» **Task requirements**: Find and copy every line that contains the string "leaning", treating uppercase and lowercase letters as different.

◆ ◆ ◆

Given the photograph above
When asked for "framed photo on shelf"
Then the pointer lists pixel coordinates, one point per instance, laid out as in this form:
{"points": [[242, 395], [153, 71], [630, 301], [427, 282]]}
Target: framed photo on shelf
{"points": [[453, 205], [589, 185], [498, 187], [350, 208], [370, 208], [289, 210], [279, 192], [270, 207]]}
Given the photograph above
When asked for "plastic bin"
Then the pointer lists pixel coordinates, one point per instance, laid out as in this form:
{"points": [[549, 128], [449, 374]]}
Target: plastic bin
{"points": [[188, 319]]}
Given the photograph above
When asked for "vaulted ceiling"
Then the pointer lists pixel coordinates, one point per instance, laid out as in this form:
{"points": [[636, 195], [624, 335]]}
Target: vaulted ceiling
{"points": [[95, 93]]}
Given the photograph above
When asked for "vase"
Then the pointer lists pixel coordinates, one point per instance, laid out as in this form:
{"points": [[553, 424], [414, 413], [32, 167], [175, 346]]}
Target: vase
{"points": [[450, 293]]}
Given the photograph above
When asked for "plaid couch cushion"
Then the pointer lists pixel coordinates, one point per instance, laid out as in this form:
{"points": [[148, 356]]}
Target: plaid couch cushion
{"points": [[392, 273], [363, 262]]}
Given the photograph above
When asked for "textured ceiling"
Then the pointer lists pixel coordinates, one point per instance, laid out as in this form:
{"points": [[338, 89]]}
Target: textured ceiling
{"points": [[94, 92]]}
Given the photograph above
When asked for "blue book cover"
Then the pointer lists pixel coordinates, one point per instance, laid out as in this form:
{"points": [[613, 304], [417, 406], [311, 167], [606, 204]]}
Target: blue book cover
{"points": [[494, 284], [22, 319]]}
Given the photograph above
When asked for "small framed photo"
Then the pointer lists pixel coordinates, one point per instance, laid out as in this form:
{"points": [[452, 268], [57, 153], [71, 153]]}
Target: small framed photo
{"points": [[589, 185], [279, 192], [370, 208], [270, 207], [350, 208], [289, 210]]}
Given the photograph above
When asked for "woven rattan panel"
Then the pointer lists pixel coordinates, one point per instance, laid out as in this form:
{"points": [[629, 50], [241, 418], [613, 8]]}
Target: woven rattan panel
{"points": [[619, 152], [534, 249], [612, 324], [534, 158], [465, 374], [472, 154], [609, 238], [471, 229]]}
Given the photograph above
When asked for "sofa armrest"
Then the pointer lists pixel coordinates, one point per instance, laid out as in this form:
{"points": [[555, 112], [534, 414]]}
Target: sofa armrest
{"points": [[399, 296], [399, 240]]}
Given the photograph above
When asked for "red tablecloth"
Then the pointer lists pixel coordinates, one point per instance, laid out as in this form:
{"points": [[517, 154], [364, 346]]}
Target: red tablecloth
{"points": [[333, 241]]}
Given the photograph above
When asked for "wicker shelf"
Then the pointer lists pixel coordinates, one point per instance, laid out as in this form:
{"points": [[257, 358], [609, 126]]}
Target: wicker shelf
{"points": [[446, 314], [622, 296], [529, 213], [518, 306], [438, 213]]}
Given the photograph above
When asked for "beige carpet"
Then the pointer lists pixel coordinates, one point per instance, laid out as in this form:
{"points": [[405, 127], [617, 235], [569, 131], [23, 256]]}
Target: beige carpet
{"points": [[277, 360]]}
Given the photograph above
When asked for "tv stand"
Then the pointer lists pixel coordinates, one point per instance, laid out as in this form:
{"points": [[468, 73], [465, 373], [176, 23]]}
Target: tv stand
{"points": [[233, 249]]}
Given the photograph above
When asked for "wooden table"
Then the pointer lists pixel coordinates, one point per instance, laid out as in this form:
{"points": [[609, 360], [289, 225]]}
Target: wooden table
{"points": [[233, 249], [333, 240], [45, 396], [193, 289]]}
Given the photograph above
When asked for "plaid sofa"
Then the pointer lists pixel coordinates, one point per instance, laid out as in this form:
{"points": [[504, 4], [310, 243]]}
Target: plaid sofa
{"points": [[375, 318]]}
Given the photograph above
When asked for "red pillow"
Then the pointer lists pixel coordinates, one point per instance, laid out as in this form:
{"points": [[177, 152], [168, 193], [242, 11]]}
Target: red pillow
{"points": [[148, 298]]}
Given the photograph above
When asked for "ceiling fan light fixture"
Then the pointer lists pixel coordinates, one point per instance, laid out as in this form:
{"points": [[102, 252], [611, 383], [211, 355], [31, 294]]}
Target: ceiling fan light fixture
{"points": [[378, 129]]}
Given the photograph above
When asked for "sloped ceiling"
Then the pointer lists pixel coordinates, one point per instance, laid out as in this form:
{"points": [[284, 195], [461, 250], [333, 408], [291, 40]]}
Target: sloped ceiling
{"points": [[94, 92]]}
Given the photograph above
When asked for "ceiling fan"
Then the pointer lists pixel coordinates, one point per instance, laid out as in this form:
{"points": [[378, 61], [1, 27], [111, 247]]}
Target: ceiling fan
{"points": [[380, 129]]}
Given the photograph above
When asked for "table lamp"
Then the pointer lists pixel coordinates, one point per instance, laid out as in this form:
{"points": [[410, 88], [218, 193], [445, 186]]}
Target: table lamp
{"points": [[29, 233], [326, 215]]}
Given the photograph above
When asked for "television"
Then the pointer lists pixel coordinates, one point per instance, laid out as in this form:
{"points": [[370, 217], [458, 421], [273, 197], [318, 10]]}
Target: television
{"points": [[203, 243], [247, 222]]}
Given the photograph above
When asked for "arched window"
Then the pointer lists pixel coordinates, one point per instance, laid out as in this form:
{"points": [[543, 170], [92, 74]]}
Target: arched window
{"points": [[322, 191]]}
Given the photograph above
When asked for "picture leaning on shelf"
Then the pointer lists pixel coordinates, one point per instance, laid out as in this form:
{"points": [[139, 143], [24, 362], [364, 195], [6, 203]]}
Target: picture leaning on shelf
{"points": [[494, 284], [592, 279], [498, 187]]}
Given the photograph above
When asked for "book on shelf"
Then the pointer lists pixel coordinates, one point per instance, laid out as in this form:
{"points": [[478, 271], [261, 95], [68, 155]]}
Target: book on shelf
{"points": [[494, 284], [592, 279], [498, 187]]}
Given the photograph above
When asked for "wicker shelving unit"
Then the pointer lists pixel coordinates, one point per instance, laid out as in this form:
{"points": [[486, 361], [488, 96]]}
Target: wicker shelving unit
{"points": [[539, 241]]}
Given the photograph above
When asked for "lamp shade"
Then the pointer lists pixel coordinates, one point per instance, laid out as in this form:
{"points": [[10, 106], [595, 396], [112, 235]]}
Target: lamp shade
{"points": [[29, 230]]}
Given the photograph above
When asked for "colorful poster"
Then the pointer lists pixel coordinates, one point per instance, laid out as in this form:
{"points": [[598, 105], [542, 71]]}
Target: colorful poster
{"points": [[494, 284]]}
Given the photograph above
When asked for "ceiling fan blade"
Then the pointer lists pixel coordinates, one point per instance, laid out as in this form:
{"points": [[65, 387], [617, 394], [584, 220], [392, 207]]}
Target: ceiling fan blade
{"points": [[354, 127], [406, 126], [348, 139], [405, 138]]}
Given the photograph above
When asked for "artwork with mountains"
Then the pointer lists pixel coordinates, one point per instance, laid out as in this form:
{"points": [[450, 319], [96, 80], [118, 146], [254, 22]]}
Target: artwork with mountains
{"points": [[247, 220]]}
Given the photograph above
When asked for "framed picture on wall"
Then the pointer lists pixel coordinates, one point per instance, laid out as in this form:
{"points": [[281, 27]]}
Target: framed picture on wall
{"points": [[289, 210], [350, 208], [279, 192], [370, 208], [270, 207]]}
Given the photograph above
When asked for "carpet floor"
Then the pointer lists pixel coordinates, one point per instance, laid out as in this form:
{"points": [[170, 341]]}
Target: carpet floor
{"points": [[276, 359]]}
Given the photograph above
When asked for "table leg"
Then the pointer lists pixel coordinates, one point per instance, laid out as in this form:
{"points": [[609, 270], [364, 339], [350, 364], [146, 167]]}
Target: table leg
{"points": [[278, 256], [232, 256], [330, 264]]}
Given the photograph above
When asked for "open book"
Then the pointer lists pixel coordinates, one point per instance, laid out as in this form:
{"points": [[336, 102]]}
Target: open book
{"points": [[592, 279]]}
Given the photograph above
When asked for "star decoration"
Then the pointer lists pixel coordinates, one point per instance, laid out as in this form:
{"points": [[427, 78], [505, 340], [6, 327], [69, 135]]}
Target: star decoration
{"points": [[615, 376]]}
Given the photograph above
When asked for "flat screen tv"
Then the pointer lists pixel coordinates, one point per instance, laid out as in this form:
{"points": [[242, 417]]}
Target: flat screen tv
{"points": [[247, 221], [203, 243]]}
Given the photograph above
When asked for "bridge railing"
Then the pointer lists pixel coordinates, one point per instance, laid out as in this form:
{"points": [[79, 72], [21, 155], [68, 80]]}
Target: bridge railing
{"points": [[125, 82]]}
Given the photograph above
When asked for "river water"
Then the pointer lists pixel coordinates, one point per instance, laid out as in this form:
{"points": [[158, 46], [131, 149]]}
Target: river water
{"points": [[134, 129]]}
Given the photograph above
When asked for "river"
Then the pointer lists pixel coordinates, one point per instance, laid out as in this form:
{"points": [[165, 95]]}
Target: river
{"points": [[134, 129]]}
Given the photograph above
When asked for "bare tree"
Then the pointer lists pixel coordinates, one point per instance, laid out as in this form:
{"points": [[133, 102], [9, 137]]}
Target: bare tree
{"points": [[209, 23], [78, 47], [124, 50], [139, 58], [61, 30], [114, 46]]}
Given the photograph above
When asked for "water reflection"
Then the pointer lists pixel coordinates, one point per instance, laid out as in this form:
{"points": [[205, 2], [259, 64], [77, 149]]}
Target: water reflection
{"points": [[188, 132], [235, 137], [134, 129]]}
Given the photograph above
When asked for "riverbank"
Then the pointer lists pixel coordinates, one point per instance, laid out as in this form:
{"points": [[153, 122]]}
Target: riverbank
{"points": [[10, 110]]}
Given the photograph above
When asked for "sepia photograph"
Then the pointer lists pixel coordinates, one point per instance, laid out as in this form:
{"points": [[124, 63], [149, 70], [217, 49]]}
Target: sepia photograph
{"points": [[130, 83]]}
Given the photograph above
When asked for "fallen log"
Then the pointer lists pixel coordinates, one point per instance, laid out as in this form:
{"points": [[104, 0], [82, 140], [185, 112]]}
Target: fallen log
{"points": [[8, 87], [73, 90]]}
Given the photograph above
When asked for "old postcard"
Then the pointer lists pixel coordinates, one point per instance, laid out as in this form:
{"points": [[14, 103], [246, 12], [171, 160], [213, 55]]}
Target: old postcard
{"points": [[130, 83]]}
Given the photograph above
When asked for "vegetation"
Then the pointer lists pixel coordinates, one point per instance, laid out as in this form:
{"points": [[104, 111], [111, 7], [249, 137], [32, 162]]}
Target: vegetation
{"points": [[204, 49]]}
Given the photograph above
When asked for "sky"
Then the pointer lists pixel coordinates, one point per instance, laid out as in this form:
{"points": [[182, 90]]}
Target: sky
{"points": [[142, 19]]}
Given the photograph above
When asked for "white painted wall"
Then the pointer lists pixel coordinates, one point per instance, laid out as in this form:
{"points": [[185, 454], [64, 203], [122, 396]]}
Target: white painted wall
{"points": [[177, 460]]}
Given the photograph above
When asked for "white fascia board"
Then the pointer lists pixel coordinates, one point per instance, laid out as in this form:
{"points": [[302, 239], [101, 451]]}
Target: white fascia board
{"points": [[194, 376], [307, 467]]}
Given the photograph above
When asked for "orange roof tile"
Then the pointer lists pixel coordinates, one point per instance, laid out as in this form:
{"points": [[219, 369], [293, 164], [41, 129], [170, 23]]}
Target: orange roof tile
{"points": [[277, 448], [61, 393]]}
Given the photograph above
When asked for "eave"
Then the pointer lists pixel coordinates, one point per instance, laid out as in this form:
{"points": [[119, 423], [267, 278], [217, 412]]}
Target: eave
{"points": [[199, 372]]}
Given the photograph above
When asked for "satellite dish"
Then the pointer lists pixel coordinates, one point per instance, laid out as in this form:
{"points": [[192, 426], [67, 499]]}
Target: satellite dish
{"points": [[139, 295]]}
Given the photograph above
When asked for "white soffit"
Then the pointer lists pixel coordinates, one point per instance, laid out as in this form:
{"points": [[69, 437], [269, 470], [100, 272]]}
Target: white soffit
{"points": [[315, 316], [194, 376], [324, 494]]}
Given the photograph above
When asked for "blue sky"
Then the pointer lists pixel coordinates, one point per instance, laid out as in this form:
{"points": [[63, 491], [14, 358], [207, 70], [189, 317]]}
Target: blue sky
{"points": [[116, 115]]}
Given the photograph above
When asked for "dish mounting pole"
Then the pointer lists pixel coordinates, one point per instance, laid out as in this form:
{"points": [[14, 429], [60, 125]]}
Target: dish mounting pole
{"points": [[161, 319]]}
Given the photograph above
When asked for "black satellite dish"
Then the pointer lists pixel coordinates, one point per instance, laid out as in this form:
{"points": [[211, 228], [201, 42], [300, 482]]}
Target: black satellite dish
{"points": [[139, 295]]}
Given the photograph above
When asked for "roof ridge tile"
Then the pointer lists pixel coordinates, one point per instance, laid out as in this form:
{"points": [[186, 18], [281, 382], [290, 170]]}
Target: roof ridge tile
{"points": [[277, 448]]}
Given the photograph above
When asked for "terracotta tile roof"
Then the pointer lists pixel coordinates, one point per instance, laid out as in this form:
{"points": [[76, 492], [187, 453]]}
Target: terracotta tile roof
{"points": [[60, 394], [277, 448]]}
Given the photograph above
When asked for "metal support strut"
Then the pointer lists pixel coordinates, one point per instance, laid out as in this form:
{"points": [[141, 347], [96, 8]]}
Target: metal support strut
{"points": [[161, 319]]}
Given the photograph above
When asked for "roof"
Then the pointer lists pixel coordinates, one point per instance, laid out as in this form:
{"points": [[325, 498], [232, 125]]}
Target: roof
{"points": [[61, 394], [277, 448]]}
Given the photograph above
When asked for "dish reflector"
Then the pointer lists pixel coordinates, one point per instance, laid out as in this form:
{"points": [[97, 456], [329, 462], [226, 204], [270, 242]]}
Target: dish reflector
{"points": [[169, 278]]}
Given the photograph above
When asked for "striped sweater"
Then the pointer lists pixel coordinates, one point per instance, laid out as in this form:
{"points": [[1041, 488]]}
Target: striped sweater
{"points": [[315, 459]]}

◆ ◆ ◆

» **Answer to the problem**:
When asked for "picture leaning on shelf"
Target: picture leaning on shelf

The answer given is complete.